### [Provided entries]

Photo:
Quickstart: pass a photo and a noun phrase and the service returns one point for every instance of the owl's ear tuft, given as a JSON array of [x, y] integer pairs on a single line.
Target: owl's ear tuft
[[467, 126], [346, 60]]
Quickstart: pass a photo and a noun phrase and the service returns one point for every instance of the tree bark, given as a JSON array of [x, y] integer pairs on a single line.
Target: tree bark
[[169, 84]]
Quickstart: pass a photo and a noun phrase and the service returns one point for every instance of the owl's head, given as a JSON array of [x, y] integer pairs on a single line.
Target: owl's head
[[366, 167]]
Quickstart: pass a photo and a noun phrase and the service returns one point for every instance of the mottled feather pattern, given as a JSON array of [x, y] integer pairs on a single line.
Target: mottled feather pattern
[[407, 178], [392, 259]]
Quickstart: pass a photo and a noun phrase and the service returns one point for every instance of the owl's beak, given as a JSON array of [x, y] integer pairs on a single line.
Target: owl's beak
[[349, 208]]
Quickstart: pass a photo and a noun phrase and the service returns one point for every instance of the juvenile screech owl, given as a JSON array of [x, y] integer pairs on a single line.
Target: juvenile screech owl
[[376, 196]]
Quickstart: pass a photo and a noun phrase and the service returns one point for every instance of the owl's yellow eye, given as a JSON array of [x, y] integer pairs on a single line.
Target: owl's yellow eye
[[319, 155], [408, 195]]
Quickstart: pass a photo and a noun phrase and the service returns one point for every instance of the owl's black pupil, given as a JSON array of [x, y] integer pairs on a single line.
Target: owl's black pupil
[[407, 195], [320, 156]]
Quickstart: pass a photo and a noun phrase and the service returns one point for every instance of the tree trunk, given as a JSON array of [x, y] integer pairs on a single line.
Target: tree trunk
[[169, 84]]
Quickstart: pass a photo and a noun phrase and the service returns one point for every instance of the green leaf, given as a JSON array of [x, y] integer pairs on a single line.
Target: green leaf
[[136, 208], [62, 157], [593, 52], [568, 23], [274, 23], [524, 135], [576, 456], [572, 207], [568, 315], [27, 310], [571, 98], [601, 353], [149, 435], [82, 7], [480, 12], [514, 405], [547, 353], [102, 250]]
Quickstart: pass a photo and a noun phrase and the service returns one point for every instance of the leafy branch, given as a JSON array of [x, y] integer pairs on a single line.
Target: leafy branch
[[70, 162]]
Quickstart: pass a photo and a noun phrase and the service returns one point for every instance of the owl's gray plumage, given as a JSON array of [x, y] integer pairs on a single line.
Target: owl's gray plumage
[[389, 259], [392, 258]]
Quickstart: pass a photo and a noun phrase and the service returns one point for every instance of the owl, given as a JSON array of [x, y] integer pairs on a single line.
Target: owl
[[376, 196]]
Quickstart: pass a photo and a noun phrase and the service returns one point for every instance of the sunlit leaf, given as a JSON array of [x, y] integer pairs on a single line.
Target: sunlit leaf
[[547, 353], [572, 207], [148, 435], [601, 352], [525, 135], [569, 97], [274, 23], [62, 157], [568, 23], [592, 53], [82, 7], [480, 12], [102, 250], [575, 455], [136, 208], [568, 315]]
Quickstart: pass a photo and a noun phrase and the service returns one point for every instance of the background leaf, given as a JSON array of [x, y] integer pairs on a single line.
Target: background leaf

### [Exercise]
Rewrite all of the lines above as a numbered list, omitting any blank lines.

### [Result for this task]
1. Photo:
2. Quickstart: pass a photo and a noun phrase and the service returns one point for every instance of the owl's ear tuft, given as a JSON array of [x, y] integer pairs on a single line.
3. Target: owl's ear tuft
4. [[467, 126], [346, 60]]
5. Quickstart: pass a photo and a noun phrase and the service returns one point for every instance of the tree bark, given as a JSON array of [x, y] integer pairs on a single line.
6. Target: tree bark
7. [[169, 84]]
8. Quickstart: pass a photo and a noun phrase and the service returns one point for every instance of the owl's head, given as a JSON array of [x, y] integer pairs on a single line.
9. Target: owl's head
10. [[366, 167]]
11. Quickstart: pass a photo and a noun phrase and the service returns one point for every instance of the mottled feather pattern, given as a JSON array of [x, y] integer pairs on a single line.
12. Target: mottled feather pattern
13. [[407, 178], [392, 259]]
14. Quickstart: pass a photo and a noun phrase and the service returns one point for every instance of the owl's beak, given as a JSON array of [x, y] integer pairs on a single line.
15. Target: owl's beak
16. [[349, 208]]
17. Quickstart: pass a photo and a noun phrase and the service returns one point for every instance of the juvenile screech owl, given as a JSON array of [x, y] integer pairs on a single line.
18. Target: juvenile screech owl
19. [[376, 196]]
20. Quickstart: pass a photo and a noun phrase and the service returns one point for every instance of the owl's yellow eye, given as a JSON array of [x, y] integer pairs on a single line.
21. Target: owl's yellow eye
22. [[319, 155], [408, 195]]
23. Quickstart: pass a photo and a noun phrase and the service returns one point for every instance of the owl's black pupil, given as a JSON array of [x, y] integer pairs on a single line.
24. Target: owl's black pupil
25. [[407, 195], [320, 156]]
26. Quickstart: pass a photo and a noun phrase and the service returns one point for every instance of the tree trunk, given as a JSON array of [x, y] integer pairs on a single line.
27. Target: tree trunk
28. [[169, 84]]
29. Quickstart: pass a photo and a noun phrase and the service returns one point for every instance of the green leaf, given as a JSON array of [x, y] integer pairs on a single line.
30. Target: green leaf
31. [[136, 208], [62, 157], [593, 52], [568, 23], [274, 23], [524, 135], [576, 456], [572, 207], [568, 315], [27, 310], [571, 98], [601, 353], [149, 435], [82, 7], [480, 12], [514, 405], [547, 353], [102, 250]]
32. Quickstart: pass a photo and a noun phrase and the service returns one point for every instance of the leafy branch, given as a JSON array of [x, y] integer pairs on a single line.
33. Target: leafy branch
34. [[70, 162]]
35. Quickstart: pass a photo and a noun phrase and the service returns one point for every instance of the owl's gray plumage, given as a JSON array of [x, y] integer pairs on a single line.
36. Target: owl's gray plumage
37. [[389, 259], [392, 258]]
38. Quickstart: pass a photo and a noun phrase and the service returns one point for every instance of the owl, given as a JSON array of [x, y] integer pairs on a single line.
39. Target: owl
40. [[376, 196]]
41. Quickstart: pass a photo and a noun phrase and the service returns one point for every instance of the sunlit leaf, given as a JSON array of [x, y] integer pairs on a single line.
42. Target: sunlit leaf
43. [[547, 353], [572, 207], [148, 435], [601, 352], [525, 135], [569, 97], [274, 23], [62, 157], [568, 23], [592, 53], [82, 7], [480, 12], [102, 250], [575, 455], [136, 208], [568, 315]]
44. Quickstart: pass a photo and a noun phrase and the service returns one point for every instance of the background leaf, given as a JSON array of [x, y] integer pairs on a single line.
45. Target: background leaf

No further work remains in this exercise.